■ DATA FOR THIS EXERCISE:
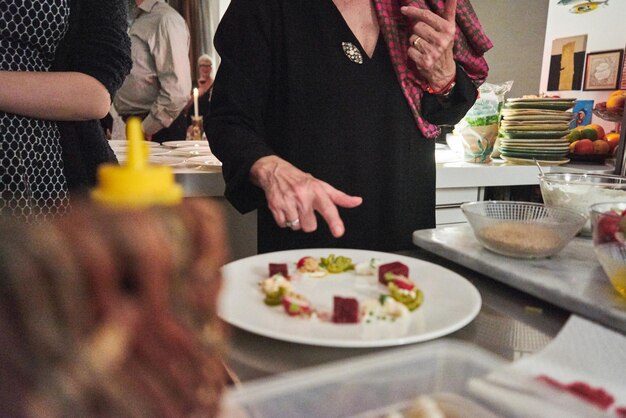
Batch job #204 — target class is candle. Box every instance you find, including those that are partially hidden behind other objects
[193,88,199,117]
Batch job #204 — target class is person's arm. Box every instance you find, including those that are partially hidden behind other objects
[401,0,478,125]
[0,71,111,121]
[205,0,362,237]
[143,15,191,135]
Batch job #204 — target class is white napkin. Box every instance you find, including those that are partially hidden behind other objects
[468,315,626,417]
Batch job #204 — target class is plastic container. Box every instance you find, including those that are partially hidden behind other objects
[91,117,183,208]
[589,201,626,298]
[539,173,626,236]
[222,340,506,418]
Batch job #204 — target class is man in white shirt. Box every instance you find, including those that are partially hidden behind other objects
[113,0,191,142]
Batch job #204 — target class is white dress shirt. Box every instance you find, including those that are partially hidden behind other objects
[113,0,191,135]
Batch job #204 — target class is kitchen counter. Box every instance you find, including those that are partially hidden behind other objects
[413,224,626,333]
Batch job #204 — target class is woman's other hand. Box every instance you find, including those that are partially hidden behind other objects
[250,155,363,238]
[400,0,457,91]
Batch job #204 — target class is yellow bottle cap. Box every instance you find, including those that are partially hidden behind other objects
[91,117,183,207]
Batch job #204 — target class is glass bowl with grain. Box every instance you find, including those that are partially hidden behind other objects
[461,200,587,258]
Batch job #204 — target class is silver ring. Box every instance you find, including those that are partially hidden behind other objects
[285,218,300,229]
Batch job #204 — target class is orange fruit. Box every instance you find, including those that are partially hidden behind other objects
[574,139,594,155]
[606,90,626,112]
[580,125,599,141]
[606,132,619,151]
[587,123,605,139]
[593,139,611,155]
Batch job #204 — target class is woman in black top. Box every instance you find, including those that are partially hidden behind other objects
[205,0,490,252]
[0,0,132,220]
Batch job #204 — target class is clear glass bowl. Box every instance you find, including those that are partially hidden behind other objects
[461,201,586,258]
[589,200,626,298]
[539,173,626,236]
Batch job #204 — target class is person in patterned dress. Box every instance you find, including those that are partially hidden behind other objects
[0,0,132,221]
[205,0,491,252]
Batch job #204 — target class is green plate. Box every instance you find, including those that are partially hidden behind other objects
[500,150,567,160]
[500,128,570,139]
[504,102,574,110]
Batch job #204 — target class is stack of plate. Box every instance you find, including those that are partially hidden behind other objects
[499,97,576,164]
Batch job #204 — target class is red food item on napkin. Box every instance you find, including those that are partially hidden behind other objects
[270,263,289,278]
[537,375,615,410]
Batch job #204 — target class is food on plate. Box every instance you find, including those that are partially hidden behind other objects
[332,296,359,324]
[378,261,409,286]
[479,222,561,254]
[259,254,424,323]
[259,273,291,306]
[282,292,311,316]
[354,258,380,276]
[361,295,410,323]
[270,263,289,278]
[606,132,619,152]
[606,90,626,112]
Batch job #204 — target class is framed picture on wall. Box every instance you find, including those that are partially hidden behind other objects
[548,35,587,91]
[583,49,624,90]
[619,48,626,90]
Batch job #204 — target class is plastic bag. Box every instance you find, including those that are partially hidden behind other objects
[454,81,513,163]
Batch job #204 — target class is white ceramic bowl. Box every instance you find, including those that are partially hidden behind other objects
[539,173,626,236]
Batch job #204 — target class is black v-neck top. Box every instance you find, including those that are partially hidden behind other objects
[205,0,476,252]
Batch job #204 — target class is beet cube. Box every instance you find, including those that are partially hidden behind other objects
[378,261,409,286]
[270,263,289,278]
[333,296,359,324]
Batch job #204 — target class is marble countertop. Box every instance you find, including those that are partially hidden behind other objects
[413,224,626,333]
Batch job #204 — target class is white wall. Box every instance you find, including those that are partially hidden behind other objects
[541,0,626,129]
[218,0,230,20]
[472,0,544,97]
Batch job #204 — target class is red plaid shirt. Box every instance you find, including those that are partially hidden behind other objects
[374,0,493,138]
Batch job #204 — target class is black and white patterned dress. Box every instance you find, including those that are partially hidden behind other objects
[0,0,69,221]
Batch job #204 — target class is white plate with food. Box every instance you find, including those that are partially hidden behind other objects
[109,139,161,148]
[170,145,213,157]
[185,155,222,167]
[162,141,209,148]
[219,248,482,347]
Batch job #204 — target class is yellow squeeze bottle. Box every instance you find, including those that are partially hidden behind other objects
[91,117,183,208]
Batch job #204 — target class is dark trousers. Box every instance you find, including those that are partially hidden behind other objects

■ WHAT TO PRODUCE: Copy the part of the material that opens with the line containing "Batch job #204 — target class is person's" and closes with the line containing "[285,218,300,229]". Substitute "object label" for every "target class" in it, keep everything else the same, and give back only that part.

■ EXERCISE OUTPUT:
Batch job #204 — object label is person's arm. Box every instance you find, including those that are partially hidden behind other objects
[401,0,478,125]
[0,71,111,121]
[205,0,362,237]
[143,15,191,135]
Batch job #204 — object label is white napkin. Box every instance you find, including those that are partially hidden behind other objects
[468,315,626,417]
Batch job #204 — object label is plastic container. Box every instance you find, including those that are partially hidden behind other objects
[91,117,183,208]
[589,201,626,298]
[539,173,626,236]
[222,340,506,418]
Batch job #204 — object label is man in white shirt. Box every instance you find, including those that are partially hidden behind other objects
[113,0,191,142]
Batch job #204 — object label is white dress shirt. Box every instance you find, including those that are partially hidden behind other objects
[113,0,191,135]
Batch job #204 — object label is kitchen counter. Box every instance you find, including those that are partially hidden behind other objects
[413,224,626,333]
Batch job #204 — object label is woman's other hand. Box every instance you find, including those that are partially hidden behind other objects
[250,155,363,238]
[400,0,457,91]
Batch job #204 — object label is yellow bottle cap. Box every instance you find, including those that are partially hidden behind other objects
[91,117,183,207]
Batch job #204 — object label is glass bowl with grain. Box every instance you find, including those that are partially hidden behind other objects
[461,200,587,258]
Batch job #204 — object label is silver ring. Box every instance you find, including those that are partially hidden behind other objects
[285,218,300,229]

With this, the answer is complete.